» **Prompt**
Copy every line of the records below word for word, leaving the pictures out of your answer.

» **Exercise inputs**
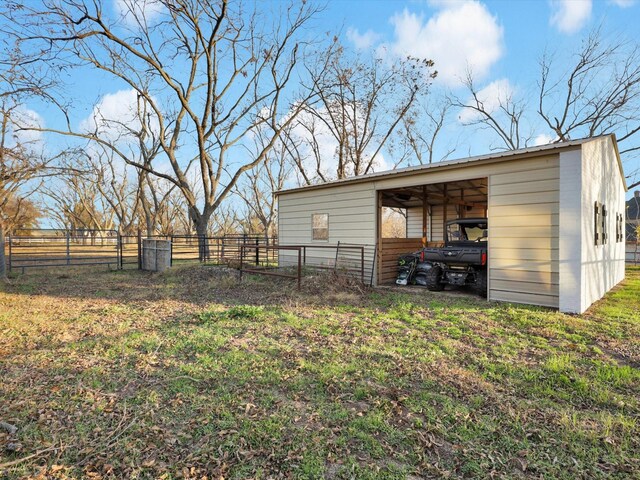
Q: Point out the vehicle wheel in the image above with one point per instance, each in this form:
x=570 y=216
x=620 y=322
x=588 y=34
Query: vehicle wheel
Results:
x=481 y=283
x=433 y=280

» **Exercise response**
Q: Point out the vehicle wheel in the image above with one point per instance, each in this form:
x=570 y=216
x=620 y=322
x=588 y=34
Query: vehicle wheel
Results:
x=481 y=283
x=433 y=280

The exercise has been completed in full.